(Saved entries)
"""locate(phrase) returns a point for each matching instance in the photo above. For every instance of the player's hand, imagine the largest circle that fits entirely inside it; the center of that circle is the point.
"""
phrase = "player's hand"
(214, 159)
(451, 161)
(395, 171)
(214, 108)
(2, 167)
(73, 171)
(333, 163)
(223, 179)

What you need to do: Type the entries out again so that they match exactly.

Task output:
"""locate(phrase) returns a point for each matching instance in the photo above. For every instance of the player's hand, imagine the largest circle that fits entirely inside it; the center of that circle is the point.
"""
phrase = "player's hand"
(214, 159)
(451, 161)
(395, 171)
(214, 108)
(2, 167)
(73, 171)
(333, 163)
(223, 179)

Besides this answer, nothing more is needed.